**Task goal:**
Your result should be every line of the records below that contains the word "lantern".

Stored data entries:
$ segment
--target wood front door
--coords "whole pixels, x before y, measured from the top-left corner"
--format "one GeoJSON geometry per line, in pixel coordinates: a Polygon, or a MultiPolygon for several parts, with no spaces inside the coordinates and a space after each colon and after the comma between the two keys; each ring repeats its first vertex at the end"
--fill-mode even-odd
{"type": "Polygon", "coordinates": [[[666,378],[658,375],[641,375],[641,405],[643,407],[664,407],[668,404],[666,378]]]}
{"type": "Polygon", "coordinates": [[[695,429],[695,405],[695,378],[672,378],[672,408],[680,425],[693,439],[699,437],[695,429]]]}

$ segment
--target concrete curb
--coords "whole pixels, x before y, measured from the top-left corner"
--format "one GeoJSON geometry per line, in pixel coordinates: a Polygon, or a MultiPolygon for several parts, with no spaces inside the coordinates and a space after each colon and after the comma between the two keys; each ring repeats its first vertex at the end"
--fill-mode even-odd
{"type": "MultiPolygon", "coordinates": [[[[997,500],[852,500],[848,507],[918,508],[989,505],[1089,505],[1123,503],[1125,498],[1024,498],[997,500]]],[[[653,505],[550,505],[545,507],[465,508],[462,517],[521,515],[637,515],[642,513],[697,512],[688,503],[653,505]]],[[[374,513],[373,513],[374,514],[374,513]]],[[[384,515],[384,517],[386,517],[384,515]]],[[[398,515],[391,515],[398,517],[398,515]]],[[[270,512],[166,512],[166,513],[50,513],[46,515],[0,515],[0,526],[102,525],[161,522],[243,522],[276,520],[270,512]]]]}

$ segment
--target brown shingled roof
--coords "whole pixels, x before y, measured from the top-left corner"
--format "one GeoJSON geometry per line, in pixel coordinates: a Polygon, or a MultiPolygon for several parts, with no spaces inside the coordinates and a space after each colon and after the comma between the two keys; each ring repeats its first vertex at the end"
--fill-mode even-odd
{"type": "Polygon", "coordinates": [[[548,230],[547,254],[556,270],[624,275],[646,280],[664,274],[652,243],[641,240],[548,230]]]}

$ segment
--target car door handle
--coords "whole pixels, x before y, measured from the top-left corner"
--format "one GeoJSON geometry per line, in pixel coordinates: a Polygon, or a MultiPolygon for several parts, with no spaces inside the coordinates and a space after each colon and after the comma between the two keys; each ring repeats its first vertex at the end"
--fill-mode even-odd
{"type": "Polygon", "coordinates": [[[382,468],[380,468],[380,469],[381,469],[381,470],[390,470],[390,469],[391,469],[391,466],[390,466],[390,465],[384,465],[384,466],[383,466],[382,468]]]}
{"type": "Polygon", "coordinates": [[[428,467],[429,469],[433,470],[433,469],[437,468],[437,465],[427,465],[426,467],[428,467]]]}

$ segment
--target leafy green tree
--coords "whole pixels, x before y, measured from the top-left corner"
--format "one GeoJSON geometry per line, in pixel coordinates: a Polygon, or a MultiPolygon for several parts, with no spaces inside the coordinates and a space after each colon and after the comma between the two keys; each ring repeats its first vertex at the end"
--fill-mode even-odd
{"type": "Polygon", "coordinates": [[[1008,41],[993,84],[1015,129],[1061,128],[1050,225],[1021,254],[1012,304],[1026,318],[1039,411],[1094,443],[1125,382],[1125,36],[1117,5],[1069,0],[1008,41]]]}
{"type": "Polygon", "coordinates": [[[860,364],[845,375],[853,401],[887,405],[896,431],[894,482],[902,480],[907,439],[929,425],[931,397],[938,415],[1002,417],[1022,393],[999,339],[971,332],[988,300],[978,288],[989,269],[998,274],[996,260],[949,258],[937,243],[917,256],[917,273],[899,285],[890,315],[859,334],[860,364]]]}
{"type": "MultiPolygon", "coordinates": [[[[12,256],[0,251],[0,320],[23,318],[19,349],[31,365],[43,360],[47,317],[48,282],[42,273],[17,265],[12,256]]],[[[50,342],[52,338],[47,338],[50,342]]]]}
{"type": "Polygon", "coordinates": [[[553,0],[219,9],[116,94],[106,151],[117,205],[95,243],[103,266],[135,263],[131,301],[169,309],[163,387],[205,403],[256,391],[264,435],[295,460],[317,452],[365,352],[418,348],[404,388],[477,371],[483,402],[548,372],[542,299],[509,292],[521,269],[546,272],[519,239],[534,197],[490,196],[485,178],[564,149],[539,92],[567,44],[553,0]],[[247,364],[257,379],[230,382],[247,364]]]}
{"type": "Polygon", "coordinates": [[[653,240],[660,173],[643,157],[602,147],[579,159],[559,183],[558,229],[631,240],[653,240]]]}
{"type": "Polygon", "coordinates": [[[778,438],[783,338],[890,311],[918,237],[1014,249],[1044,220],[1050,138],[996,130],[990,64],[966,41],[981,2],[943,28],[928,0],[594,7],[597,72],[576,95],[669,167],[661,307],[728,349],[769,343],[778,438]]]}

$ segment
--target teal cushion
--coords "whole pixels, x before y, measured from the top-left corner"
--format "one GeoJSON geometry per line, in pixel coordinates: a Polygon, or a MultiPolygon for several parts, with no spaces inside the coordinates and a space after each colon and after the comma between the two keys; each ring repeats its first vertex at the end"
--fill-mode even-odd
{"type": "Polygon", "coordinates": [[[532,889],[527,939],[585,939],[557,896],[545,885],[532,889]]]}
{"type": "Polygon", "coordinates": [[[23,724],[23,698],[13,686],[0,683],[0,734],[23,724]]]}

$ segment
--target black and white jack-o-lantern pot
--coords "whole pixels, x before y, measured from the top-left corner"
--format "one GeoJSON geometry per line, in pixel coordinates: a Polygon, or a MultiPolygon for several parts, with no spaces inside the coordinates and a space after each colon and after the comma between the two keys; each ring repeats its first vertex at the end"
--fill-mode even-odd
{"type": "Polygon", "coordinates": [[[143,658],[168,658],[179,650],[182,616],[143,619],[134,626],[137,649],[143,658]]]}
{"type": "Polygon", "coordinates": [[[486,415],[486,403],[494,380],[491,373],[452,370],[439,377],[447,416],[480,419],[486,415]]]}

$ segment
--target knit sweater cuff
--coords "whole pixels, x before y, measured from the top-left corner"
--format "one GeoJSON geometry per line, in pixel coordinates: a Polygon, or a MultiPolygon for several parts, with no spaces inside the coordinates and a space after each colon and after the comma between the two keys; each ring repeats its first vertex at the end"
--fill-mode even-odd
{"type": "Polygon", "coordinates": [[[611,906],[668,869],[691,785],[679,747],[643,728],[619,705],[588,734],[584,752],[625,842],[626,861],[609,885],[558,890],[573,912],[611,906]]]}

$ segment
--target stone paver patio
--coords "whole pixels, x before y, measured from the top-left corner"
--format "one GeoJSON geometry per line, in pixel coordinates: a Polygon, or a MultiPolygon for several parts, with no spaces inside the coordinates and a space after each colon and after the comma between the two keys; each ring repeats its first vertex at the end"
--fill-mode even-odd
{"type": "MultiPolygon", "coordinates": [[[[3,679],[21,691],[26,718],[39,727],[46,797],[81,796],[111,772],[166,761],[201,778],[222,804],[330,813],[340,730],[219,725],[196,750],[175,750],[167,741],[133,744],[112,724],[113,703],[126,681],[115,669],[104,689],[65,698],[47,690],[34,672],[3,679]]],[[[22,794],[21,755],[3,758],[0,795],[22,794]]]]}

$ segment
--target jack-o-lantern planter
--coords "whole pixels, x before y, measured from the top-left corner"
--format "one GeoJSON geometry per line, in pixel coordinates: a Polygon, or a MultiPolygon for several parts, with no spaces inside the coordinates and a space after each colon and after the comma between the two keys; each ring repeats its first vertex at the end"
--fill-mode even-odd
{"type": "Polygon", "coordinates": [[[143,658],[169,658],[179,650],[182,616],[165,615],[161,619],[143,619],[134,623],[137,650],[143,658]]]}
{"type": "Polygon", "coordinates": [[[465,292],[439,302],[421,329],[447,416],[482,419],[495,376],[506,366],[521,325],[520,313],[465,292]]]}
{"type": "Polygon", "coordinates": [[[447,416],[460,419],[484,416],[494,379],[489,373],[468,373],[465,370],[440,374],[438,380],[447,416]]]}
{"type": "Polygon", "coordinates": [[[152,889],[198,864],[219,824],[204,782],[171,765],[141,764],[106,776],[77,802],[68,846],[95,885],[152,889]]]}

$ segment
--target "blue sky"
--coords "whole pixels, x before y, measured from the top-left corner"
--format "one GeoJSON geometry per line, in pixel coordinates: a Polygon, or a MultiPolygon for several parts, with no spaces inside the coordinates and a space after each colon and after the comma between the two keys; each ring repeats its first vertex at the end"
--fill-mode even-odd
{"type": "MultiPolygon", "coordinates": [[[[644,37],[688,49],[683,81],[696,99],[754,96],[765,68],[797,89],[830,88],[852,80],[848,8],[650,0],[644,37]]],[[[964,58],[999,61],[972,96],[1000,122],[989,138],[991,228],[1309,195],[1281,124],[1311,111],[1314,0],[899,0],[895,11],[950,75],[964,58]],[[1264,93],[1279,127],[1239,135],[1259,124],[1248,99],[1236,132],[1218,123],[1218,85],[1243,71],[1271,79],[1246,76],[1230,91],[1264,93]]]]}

**Finished task:**
--target black and white jack-o-lantern pot
--target jack-o-lantern planter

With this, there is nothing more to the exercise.